### Task to carry out:
Write out again only the lines running from the one that contains "Find the person" to the end of the records below, including both the first and the last.

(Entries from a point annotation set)
☆ ☆ ☆

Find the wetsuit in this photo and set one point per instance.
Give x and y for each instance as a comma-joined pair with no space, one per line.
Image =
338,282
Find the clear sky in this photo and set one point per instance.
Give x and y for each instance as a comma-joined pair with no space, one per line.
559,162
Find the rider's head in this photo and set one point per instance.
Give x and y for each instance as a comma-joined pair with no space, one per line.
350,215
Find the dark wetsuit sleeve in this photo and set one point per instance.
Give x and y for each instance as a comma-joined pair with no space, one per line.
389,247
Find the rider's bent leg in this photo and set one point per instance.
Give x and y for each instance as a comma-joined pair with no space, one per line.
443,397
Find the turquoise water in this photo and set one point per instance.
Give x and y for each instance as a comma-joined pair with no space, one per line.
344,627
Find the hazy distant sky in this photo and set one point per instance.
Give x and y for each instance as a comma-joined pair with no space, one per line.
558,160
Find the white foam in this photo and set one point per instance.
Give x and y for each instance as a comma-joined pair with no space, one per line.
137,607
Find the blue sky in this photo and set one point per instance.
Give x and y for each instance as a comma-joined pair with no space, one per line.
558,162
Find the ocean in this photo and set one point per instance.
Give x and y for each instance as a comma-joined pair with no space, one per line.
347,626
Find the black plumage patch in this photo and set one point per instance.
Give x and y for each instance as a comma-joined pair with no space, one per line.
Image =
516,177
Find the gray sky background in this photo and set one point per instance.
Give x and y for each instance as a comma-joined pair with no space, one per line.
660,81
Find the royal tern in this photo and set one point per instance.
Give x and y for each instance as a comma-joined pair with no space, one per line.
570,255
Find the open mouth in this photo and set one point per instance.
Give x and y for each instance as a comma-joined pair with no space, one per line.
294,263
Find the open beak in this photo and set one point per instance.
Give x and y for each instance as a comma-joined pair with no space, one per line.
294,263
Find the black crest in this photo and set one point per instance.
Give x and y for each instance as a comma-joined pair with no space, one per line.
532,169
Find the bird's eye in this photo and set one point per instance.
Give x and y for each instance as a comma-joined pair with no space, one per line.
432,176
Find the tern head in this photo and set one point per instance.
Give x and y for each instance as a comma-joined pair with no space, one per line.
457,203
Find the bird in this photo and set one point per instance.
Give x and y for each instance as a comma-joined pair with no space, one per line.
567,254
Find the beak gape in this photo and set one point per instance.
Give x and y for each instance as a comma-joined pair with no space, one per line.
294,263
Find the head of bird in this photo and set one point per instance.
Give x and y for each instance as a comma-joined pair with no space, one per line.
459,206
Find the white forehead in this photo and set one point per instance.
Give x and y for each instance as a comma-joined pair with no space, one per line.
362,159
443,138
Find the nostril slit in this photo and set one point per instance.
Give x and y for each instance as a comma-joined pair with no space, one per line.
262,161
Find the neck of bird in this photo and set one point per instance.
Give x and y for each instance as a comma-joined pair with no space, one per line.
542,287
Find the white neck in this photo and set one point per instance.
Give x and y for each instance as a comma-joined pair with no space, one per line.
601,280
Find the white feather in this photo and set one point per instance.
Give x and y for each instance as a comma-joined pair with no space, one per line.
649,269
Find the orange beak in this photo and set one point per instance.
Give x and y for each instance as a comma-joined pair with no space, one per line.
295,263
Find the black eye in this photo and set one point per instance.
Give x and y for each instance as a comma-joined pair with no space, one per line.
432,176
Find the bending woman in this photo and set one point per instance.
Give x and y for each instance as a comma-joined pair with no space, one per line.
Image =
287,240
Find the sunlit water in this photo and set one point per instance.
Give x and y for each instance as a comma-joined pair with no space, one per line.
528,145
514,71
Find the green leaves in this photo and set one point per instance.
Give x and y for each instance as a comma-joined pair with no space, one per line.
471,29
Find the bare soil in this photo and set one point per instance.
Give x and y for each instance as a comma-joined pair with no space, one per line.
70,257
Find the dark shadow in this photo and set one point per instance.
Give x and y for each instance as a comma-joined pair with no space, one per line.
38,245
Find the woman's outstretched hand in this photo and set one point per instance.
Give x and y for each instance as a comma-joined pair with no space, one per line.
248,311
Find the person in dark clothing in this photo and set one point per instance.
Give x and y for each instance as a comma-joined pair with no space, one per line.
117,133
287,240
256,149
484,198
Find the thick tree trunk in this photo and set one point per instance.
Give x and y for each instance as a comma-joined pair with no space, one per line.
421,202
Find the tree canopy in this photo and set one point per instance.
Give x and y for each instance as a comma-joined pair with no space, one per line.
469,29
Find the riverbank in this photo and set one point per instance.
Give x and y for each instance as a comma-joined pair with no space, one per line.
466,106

☆ ☆ ☆

### Correct output:
Find the person in dark clothing in this photo and set one point per instance.
Give x and y for each instance as a comma-joined pair with no space, one per line.
117,133
287,240
256,149
484,198
Find the thick tree trunk in this photo and set one point per instance.
Give x and y for each instance as a comma-joined pair with no space, one per line.
421,202
Find the tree canopy in this photo and set one point per instance.
Give x and y for each instance as a comma-joined pair with no space, one per line.
469,29
Find the riverbank in this photo and set one point per instance.
Give x and y for each instance as a comma-joined pair with no space, one per line.
466,106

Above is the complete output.